Aim of the exercise:
Tally the lines in the items below that contain the word "water", and reply with that number alone.

---------- Provided material ----------

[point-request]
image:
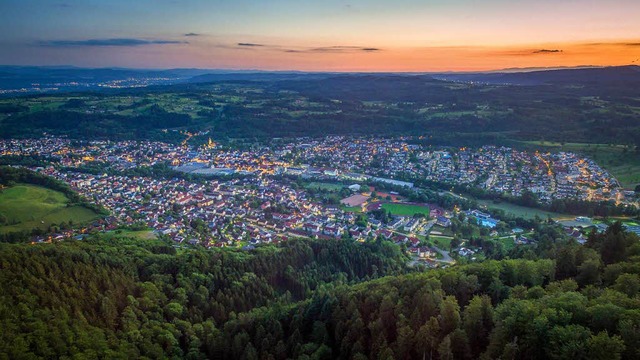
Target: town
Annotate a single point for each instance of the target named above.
(232, 197)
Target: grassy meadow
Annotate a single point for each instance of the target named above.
(25, 207)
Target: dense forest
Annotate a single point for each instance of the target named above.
(321, 299)
(578, 109)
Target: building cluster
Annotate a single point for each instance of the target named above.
(263, 207)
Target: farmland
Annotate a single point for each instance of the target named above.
(25, 207)
(406, 209)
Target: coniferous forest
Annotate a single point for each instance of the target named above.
(319, 299)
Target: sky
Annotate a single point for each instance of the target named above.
(321, 35)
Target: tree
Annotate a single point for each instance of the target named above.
(444, 349)
(605, 347)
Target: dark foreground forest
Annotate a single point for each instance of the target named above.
(318, 300)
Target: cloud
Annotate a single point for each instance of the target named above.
(342, 49)
(108, 42)
(547, 51)
(299, 50)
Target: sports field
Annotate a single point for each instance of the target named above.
(25, 207)
(523, 211)
(406, 209)
(325, 186)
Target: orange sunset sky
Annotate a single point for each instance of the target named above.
(331, 35)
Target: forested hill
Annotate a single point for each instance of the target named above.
(306, 300)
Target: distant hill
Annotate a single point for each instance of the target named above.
(615, 75)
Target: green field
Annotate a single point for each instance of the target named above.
(325, 186)
(26, 207)
(523, 211)
(621, 161)
(130, 234)
(406, 209)
(507, 242)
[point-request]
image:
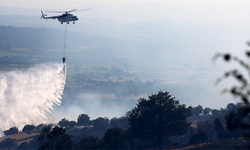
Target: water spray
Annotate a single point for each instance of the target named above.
(26, 97)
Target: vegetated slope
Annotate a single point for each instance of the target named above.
(233, 143)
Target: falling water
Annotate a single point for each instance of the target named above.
(27, 96)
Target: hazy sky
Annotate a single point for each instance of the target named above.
(204, 26)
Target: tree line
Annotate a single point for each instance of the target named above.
(157, 122)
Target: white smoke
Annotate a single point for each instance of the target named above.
(27, 96)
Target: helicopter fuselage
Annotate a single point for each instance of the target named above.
(67, 18)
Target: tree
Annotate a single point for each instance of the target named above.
(114, 138)
(196, 111)
(219, 128)
(101, 123)
(8, 144)
(67, 124)
(157, 117)
(55, 139)
(83, 120)
(88, 143)
(207, 111)
(121, 122)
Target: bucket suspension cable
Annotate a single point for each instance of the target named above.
(65, 37)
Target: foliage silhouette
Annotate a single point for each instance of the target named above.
(157, 117)
(55, 139)
(238, 118)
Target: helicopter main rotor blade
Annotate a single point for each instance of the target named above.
(57, 11)
(72, 10)
(83, 10)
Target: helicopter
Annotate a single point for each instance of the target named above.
(64, 18)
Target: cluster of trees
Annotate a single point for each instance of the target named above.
(199, 110)
(145, 126)
(152, 123)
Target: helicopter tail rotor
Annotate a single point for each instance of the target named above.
(43, 15)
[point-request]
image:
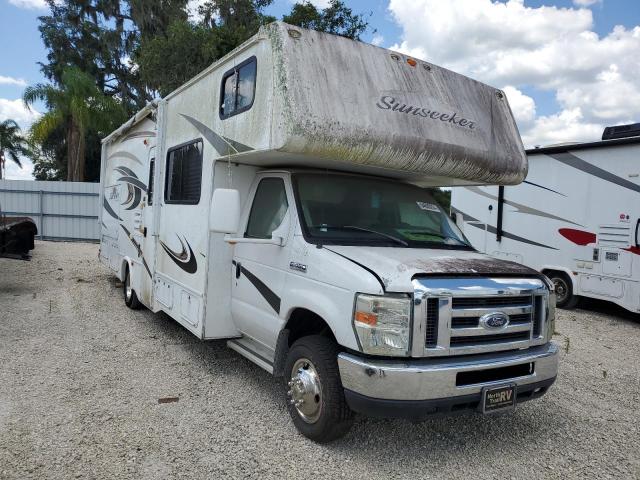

----------

Exercise answer:
2